*** DATA RECORDS ***

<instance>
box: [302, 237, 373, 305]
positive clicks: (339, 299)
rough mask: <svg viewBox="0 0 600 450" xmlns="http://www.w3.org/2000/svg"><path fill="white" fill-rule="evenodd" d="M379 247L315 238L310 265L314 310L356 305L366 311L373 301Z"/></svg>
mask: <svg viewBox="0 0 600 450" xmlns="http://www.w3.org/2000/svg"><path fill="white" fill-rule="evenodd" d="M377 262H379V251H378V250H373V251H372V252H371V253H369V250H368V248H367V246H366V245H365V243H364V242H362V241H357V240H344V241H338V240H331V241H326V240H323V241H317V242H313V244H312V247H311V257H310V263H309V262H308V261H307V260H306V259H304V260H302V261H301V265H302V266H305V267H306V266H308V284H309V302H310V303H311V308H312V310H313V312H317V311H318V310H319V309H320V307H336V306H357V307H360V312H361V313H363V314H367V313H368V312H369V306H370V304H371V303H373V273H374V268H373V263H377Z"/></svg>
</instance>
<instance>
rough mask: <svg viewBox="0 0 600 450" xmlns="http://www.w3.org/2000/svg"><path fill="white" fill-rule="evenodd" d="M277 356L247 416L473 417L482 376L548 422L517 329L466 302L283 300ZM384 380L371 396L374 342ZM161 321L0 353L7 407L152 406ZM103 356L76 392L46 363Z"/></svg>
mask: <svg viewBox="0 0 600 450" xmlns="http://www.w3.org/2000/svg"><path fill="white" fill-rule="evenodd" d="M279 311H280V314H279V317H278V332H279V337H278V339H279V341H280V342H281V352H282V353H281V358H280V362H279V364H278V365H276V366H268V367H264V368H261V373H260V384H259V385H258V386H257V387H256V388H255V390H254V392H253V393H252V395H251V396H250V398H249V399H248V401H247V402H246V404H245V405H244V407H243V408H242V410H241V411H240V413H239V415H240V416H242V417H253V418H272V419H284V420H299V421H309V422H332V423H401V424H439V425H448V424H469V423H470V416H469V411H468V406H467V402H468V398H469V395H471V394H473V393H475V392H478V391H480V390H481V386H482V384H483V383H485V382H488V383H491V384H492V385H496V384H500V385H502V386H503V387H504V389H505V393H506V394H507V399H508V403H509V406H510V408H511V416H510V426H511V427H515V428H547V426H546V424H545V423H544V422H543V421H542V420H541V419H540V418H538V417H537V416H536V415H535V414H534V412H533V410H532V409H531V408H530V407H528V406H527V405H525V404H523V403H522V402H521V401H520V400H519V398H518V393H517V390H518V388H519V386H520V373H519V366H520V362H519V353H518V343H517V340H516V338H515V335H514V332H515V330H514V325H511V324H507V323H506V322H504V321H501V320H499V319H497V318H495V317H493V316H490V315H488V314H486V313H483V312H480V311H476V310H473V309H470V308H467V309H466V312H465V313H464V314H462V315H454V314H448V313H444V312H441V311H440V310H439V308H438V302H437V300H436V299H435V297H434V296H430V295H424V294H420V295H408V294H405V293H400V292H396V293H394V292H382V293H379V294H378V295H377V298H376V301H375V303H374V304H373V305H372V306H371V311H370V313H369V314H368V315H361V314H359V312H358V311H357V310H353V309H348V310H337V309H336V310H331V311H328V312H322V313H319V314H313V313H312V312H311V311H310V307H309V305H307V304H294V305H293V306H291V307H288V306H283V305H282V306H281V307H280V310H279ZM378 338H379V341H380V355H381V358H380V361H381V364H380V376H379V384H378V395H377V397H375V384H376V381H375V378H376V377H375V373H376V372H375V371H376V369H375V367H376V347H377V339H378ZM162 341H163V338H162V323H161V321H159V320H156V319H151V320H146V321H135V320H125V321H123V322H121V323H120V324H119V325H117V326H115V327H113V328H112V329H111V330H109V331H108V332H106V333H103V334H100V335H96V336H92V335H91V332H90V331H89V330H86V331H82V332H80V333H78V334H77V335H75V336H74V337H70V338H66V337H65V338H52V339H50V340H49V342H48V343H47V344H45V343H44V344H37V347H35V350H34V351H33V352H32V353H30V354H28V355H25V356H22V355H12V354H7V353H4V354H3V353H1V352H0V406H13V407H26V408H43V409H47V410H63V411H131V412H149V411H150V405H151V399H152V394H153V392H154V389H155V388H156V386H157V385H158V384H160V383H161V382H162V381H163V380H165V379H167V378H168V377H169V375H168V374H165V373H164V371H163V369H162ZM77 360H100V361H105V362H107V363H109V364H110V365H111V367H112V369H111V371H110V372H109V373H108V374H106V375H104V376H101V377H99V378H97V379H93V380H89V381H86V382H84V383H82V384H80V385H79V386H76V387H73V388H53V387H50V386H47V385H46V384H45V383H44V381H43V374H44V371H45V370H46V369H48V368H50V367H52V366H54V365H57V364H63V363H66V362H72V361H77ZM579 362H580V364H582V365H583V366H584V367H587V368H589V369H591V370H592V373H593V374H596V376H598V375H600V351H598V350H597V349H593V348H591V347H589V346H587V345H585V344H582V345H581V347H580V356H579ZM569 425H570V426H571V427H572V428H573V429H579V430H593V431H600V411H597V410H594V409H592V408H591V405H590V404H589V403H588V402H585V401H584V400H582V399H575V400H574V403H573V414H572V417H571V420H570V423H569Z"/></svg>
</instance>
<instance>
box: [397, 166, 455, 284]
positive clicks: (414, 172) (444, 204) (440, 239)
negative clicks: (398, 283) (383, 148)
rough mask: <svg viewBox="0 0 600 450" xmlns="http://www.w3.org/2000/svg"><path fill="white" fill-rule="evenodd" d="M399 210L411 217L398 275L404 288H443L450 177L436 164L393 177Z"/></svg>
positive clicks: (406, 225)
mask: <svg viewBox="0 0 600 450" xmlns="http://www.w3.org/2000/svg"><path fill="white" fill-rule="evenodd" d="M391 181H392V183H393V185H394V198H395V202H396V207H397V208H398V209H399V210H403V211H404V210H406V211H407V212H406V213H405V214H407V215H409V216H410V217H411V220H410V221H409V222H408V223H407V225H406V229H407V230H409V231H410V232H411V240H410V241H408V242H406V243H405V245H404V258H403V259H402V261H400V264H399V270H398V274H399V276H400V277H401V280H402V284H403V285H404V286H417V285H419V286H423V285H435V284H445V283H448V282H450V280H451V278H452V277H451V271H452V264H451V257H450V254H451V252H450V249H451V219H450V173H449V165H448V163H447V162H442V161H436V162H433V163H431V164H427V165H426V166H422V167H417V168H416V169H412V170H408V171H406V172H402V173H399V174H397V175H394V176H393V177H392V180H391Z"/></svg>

*** End of DATA RECORDS ***
*** DATA RECORDS ***

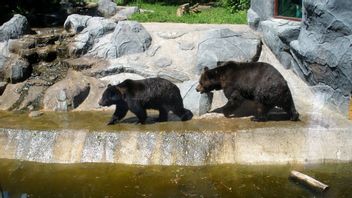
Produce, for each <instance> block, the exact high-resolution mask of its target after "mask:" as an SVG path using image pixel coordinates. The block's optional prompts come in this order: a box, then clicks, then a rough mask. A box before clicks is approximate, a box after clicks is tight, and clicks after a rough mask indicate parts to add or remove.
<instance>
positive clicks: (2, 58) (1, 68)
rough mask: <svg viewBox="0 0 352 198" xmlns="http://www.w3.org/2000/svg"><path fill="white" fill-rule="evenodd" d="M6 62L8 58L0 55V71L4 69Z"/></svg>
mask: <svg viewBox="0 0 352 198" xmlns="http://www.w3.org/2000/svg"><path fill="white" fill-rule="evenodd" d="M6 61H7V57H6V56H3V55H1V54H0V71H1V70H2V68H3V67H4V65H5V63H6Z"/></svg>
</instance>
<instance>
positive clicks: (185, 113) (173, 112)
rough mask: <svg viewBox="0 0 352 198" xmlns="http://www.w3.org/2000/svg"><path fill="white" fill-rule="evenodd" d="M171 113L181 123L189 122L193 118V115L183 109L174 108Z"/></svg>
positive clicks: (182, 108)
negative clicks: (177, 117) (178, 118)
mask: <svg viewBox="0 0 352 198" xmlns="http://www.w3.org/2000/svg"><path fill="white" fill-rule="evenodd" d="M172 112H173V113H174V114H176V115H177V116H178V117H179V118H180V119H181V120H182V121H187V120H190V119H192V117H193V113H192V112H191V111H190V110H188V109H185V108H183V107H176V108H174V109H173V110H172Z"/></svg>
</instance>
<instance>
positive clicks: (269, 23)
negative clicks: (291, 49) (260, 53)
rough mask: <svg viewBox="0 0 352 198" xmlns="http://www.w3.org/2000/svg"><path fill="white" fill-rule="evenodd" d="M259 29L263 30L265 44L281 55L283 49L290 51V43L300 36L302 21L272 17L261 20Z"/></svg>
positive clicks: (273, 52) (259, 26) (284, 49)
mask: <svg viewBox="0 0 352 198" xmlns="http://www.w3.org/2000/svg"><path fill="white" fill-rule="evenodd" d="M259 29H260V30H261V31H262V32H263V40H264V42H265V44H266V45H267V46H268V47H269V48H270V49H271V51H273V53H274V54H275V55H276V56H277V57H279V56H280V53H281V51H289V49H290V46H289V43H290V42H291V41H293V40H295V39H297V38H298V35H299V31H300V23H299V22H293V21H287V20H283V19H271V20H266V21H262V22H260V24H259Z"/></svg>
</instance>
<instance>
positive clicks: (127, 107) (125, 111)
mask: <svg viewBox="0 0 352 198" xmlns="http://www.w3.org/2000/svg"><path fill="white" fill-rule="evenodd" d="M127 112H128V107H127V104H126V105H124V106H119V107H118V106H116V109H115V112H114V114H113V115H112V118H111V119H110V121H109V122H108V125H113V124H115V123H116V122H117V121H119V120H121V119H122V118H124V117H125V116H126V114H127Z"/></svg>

*** End of DATA RECORDS ***

TASK STATEMENT. Your task for the entries above: copy exactly the span starting with the line with "positive clicks: (185, 113) (173, 112)" and going on through the line with "positive clicks: (182, 108)", both lines included, and nothing else.

SOLUTION.
positive clicks: (185, 113) (173, 112)
rough mask: <svg viewBox="0 0 352 198" xmlns="http://www.w3.org/2000/svg"><path fill="white" fill-rule="evenodd" d="M171 113L181 123L189 122L193 118V115L183 109L174 108Z"/></svg>
positive clicks: (182, 108)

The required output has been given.